▶ Task objective: Copy the lines below verbatim, beginning with the line that includes "Objective — for every instance of the reflective" and continuing to the end; leave out everything before it.

════

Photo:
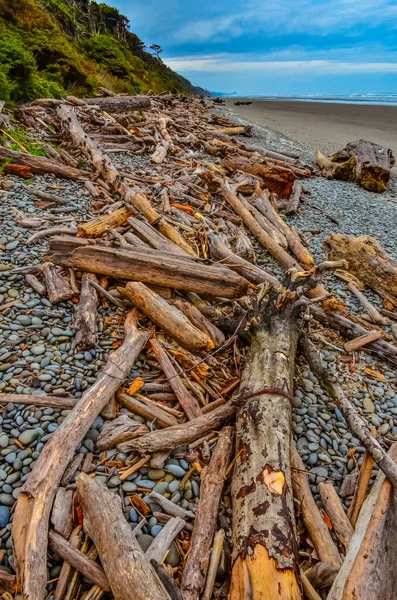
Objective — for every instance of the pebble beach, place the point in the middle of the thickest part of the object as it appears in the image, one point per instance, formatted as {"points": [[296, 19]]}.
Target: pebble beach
{"points": [[38, 354]]}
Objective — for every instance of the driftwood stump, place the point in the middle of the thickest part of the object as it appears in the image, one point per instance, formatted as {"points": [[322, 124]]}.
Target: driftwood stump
{"points": [[365, 162]]}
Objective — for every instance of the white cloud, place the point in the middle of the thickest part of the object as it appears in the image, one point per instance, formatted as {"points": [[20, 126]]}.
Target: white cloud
{"points": [[319, 17], [224, 64]]}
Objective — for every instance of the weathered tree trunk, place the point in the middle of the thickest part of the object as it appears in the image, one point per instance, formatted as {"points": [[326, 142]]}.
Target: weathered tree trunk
{"points": [[368, 572], [194, 574], [86, 312], [278, 180], [31, 517], [40, 164], [129, 574], [149, 267], [120, 103], [168, 317], [367, 260], [365, 162]]}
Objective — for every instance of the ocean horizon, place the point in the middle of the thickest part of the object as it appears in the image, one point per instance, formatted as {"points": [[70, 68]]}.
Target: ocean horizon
{"points": [[375, 99]]}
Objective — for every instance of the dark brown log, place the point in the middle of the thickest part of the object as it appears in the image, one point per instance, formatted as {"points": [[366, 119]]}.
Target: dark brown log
{"points": [[279, 181], [129, 574], [170, 438], [116, 104], [63, 512], [365, 162], [186, 400], [356, 424], [247, 270], [120, 430], [264, 537], [195, 572], [367, 260], [88, 567], [152, 413], [39, 164], [85, 314], [334, 509], [58, 288], [149, 267], [168, 317], [311, 516], [33, 508], [368, 572]]}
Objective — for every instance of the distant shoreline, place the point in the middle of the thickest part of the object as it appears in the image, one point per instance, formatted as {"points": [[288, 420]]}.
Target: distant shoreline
{"points": [[324, 126]]}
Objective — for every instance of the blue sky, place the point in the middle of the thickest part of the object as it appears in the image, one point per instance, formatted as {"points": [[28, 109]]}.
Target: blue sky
{"points": [[278, 47]]}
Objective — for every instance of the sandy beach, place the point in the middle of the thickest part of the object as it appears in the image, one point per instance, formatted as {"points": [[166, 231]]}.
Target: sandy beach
{"points": [[323, 126]]}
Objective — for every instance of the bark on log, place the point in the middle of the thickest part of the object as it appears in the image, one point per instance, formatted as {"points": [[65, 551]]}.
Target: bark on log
{"points": [[367, 260], [85, 314], [334, 509], [365, 162], [88, 567], [169, 318], [129, 574], [116, 104], [149, 267], [195, 572], [178, 435], [120, 430], [186, 400], [355, 423], [58, 288], [33, 508], [279, 181], [368, 572]]}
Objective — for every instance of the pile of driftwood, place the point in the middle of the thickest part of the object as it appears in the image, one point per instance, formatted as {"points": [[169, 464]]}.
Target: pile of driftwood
{"points": [[172, 249]]}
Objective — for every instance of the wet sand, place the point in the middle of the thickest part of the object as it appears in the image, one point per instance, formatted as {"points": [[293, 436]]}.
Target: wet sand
{"points": [[321, 125]]}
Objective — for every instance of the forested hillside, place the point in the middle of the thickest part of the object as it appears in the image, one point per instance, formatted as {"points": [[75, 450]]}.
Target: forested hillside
{"points": [[51, 47]]}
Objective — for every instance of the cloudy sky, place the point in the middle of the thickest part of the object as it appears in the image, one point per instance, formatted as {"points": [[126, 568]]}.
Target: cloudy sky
{"points": [[280, 47]]}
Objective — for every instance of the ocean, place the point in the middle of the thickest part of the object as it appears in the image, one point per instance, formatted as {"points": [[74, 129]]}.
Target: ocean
{"points": [[377, 99]]}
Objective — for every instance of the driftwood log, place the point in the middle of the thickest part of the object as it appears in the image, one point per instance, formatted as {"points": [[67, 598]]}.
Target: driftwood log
{"points": [[148, 266], [367, 260], [118, 104], [264, 538], [365, 162], [129, 574], [194, 574], [33, 508], [368, 570]]}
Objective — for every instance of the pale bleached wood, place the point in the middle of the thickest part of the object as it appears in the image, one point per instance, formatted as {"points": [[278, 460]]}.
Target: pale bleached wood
{"points": [[33, 508], [130, 575]]}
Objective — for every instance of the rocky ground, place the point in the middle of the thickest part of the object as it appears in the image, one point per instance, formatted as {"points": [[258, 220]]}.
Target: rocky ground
{"points": [[38, 355]]}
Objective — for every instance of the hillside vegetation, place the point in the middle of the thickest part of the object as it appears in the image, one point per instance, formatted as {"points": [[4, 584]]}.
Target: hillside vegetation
{"points": [[52, 47]]}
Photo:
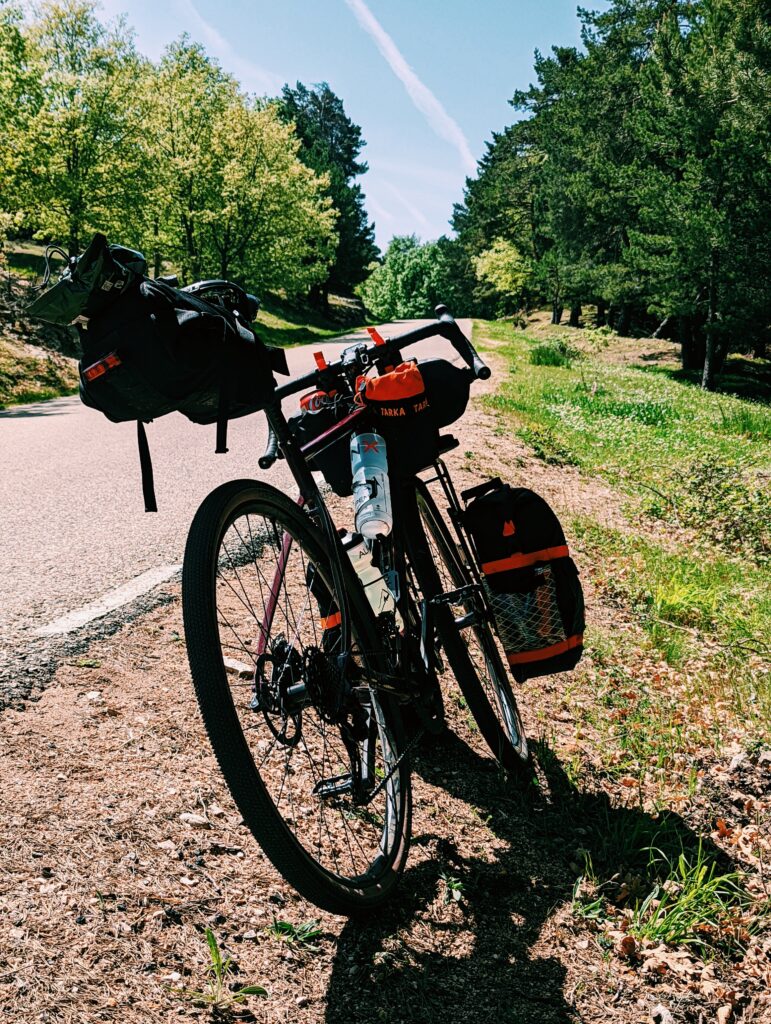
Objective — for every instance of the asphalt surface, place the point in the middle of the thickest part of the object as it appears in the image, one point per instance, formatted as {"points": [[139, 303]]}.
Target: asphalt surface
{"points": [[79, 554]]}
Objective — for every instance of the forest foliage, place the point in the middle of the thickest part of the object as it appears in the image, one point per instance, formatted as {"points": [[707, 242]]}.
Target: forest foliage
{"points": [[637, 180], [173, 157]]}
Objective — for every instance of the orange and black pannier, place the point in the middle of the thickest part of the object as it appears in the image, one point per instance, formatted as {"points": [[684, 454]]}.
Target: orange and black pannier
{"points": [[531, 581]]}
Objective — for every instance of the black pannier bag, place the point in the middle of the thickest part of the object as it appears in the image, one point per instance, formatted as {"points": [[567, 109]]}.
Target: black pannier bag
{"points": [[531, 582], [319, 412], [399, 411], [150, 349], [89, 283]]}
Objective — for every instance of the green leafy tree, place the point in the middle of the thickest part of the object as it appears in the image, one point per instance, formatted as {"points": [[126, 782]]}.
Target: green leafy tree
{"points": [[187, 95], [510, 273], [19, 91], [80, 163], [331, 144], [412, 280], [268, 220]]}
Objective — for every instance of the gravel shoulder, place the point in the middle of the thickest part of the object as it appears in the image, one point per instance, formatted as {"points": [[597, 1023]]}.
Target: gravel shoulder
{"points": [[105, 891]]}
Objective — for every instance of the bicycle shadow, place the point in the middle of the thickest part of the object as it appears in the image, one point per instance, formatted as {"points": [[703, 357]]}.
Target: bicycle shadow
{"points": [[487, 960]]}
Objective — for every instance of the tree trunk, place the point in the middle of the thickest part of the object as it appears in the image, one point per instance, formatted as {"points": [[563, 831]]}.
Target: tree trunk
{"points": [[625, 320], [711, 353], [73, 245], [157, 261], [659, 330], [691, 344]]}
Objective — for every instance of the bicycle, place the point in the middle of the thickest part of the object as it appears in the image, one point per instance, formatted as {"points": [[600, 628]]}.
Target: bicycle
{"points": [[312, 699]]}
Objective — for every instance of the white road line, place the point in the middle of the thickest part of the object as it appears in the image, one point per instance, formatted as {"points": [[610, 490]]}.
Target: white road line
{"points": [[112, 600]]}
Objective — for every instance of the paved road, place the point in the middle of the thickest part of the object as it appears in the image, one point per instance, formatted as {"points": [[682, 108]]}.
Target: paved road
{"points": [[72, 521]]}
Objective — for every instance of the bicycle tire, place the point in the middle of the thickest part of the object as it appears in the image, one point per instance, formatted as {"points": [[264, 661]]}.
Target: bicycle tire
{"points": [[249, 783], [491, 702]]}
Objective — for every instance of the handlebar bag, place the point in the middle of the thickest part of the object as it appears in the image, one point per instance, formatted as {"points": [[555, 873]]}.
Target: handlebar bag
{"points": [[89, 283], [400, 410], [531, 581], [447, 389]]}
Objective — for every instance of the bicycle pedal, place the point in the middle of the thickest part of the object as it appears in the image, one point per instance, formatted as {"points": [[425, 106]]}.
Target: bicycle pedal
{"points": [[338, 785]]}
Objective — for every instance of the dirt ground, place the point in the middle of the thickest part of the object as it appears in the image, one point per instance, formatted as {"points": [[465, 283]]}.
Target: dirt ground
{"points": [[105, 892]]}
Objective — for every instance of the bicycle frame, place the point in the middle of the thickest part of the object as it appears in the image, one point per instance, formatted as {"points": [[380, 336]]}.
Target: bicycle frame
{"points": [[310, 496]]}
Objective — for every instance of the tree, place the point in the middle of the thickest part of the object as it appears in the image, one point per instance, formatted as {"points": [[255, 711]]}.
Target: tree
{"points": [[187, 95], [231, 196], [268, 220], [80, 162], [640, 177], [412, 280], [331, 144], [507, 270], [19, 87]]}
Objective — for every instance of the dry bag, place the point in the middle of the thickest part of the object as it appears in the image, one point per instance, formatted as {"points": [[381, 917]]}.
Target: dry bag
{"points": [[532, 584]]}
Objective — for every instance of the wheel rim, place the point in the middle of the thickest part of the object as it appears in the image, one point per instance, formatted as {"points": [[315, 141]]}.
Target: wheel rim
{"points": [[481, 644], [315, 763]]}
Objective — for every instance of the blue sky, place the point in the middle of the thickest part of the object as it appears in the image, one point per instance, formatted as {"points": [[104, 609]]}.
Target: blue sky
{"points": [[427, 80]]}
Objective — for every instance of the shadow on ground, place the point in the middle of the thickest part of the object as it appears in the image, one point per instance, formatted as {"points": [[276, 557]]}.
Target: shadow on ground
{"points": [[479, 965]]}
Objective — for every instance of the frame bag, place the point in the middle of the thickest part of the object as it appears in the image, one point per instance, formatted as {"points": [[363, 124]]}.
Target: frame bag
{"points": [[531, 582]]}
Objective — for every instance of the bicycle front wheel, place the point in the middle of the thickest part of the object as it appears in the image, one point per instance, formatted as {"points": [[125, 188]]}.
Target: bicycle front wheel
{"points": [[309, 753], [467, 639]]}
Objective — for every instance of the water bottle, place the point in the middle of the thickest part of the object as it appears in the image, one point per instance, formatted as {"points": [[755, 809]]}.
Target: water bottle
{"points": [[372, 493]]}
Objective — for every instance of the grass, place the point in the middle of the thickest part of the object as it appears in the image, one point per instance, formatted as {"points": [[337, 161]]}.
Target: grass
{"points": [[280, 324], [30, 375], [692, 469], [303, 935], [221, 994], [696, 906], [624, 423]]}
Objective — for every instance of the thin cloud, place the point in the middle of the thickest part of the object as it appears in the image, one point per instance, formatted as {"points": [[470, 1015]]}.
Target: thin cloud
{"points": [[379, 211], [420, 94], [251, 75], [414, 211]]}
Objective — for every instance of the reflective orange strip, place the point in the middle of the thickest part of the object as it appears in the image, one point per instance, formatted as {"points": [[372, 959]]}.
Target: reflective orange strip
{"points": [[519, 561], [544, 652], [376, 336]]}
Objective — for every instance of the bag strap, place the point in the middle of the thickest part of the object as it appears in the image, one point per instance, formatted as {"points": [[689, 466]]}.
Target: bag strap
{"points": [[481, 488], [225, 366], [145, 464]]}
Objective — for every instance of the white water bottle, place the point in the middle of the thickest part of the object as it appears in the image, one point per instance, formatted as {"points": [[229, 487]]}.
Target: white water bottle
{"points": [[372, 493]]}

════

▶ Full solution:
Objective — for every instance of the reflective orange strip, place the point in the middle of the thickest part of the object as it appears in the image, one point per instance, formatted as {"points": [[372, 959]]}.
Target: reflective orange strip
{"points": [[519, 561], [544, 652], [376, 336]]}
Objective — for every instance of the bag strap, place the point in the middle of the thickest part of the object as it appears in the image, one point per instance, formatted as {"points": [[689, 466]]}.
Target: bag strap
{"points": [[481, 488], [225, 366], [145, 464]]}
Objective — for every instance of the white water bottle, place the point in the middle of the thickest part of the object as it appears in the image, one point per instance, formatted as {"points": [[229, 487]]}.
Target: white water bottle
{"points": [[372, 493]]}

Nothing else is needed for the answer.